-- TO-DO LIST --
**A)** In the passage on the Georgian polite gentleman, what medium was the polite man meant to achieve in his dress?
**B)** Decide whether each statement agrees with the passage on the Georgian polite gentleman, giving yes or no and quoting the words that settle it: (i) The polite man was allowed to raise lewd topics as long as he was witty. (ii) The emphasis was on a more natural and sincere style of behavior. (iii) The ideal man was expected to show off how well read he was.
**C)** Carry on the passage on the Georgian polite gentleman from its final sentence.

-- SUPPLIED PASSAGE --
----
Equally at ease in town or country, in male or mixed company, with dukes and duchesses or dairy maids and drovers, this new breed of “polite gentleman” combined inner virtues of honesty, altruism and benevolence with outward elegance and gentility. But as the piles of articles, guide books and sermons devoted to outlining acceptable behavior might suggest, achieving this ideal was easier said than done. For although the emphasis was placed on demonstrating a more natural and sincere style of behavior, in practice this meant having to follow a fiendishly complex code of conduct.

In essence, the perfect Georgian man was expected to be well read without parading his knowledge, benevolent without exhibiting his generosity and courteous without being showy, and all his outward behavior—whether in dress, movement or conversation—should reflect this modest and discreet persona. Elaborate rules governed every aspect of public conduct, whether at the dinner table, on the dance floor, in the drawing room or in the street, in order to achieve this apparently effortless elegance. In conversation, the polite man should be witty and inclusive, should never dispute another’s viewpoint and should certainly never introduce lewd or offensive topics. In dress, the polite man should be neat, clean and elegant without excessive adornment or fuss in order to obtain the desired medium “between a Fop and a Sloven.”
----
-- PROVIDED MATERIAL --

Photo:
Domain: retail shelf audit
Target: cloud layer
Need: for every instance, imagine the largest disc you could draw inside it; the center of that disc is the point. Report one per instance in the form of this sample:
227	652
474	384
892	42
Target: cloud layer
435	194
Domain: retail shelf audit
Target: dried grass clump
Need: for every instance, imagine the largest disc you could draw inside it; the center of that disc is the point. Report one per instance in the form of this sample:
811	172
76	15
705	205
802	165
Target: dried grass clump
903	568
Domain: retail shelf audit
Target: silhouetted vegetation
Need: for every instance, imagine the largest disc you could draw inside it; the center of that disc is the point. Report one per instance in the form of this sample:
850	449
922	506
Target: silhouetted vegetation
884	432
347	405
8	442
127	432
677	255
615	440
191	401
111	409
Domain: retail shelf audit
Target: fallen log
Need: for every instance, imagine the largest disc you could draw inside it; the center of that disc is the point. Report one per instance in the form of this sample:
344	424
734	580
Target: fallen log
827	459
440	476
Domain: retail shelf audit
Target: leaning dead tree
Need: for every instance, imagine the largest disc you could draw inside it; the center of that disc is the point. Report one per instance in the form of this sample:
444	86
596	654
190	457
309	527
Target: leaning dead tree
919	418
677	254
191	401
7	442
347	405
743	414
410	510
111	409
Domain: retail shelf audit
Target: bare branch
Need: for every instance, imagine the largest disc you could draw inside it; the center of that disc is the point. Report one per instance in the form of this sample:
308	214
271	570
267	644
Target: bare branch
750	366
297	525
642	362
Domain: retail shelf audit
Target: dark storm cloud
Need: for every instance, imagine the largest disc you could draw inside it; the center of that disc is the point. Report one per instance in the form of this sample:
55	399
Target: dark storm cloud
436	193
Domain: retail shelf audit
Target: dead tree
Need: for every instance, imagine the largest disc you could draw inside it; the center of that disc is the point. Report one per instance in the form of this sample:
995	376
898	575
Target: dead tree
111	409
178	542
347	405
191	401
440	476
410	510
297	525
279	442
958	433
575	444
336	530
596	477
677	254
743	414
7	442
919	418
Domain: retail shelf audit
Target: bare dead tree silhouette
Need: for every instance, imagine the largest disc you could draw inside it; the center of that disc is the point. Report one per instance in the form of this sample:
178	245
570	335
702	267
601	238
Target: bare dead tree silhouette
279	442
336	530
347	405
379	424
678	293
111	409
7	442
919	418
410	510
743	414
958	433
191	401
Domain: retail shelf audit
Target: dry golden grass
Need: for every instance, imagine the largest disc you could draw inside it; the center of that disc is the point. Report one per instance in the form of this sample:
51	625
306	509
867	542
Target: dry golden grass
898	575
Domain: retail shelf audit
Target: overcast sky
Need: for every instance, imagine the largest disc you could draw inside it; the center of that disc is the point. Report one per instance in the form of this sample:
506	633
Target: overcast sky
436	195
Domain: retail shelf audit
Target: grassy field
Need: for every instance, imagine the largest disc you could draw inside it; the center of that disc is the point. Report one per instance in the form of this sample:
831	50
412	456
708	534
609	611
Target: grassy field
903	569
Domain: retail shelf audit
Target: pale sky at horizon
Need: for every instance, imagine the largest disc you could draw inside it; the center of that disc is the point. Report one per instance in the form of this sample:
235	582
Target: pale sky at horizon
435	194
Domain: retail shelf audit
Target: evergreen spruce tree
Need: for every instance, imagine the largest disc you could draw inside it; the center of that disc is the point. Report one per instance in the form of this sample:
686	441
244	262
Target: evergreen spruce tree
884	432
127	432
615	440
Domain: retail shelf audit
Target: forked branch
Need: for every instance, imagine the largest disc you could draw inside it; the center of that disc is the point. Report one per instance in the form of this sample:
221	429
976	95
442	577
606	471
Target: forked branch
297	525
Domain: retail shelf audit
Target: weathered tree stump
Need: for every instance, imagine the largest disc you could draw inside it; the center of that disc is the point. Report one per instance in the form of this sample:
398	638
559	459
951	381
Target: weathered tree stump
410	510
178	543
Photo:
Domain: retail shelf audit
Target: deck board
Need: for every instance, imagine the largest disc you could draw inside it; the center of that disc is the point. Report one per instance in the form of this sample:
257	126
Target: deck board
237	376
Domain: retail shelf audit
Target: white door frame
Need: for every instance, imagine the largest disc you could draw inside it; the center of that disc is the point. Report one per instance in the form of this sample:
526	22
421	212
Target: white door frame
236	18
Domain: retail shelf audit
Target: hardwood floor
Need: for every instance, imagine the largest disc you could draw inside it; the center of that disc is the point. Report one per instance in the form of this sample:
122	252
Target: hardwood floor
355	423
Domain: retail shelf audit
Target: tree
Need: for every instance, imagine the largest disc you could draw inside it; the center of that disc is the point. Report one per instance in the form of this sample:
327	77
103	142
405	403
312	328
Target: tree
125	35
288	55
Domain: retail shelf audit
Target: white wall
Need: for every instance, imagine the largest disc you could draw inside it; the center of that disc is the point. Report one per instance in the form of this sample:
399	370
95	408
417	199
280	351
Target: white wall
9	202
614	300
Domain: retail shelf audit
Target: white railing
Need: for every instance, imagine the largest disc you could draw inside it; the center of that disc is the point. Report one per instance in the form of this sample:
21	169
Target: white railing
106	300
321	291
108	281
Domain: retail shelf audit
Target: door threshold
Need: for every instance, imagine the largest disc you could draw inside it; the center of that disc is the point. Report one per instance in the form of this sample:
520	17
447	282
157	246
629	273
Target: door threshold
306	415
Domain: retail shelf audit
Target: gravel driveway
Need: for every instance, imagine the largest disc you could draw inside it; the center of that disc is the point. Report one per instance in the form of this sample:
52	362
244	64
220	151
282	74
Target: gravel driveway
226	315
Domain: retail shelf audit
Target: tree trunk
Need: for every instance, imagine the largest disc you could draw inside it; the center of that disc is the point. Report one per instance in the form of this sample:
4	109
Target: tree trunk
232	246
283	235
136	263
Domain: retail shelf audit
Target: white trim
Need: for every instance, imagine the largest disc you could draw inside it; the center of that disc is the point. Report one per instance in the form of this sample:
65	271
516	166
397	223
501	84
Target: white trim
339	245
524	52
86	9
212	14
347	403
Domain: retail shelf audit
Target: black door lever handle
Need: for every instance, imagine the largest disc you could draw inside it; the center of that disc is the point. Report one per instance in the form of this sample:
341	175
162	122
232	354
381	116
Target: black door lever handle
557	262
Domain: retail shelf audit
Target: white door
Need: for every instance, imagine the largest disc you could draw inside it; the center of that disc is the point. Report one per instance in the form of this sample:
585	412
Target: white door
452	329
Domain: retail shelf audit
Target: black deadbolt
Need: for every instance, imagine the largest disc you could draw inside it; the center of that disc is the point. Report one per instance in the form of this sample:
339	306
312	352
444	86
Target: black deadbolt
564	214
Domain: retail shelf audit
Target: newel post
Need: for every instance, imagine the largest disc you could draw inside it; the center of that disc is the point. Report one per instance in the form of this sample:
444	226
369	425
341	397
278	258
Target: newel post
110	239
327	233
----
-- ANSWER SET --
**A)** The medium "between a Fop and a Sloven."

**B)**
(i) No: "should certainly never introduce lewd or offensive topics."
(ii) Yes: "the emphasis was placed on demonstrating a more natural and sincere style of behavior."
(iii) No: "well read without parading his knowledge."

**C)**
Negotiating this tricky tightrope walk usually required years of study. Georgian boys from well-heeled families learned the basics of gentlemanly conduct in school, supplemented their lessons by reading essays and conduct books and smoothed off any rough edges by taking dancing lessons. Typical conduct guides described how to stand (with feet turned out and
one hand inside the waistcoat), to bow (with hat in hand, one knee bent and eyes downcast) and to walk (with head high and arms free) along with helpful pictures of the ideal poses, as well as detailed instructions on table manners and how to dance the minuet. Dance masters not only taught young men the steps to fashionable ballroom routines but also how to walk, stand, sit and bow with grace and poise. “It is the graceful Motion of the Body in Walking, reaching out the Hand, Bowing, or performing other common Actions of Life, in a free, easy, and genteel Manner, that distinguishes the well bred Person from the Clown,” one dance tutor explained.

Inevitably there were men who openly flouted these written and unwritten rules. At one extreme groups like the “macaronis” flaunted foppish manners and dress. Others, inspired by Rousseau, argued that men should express their natural feelings with open displays of emotion even to the point of trembling and weeping. But as this “culture of sensibility” gathered pace, it too attracted critics who ridiculed men for bursting into tears at the sight of a limping dog.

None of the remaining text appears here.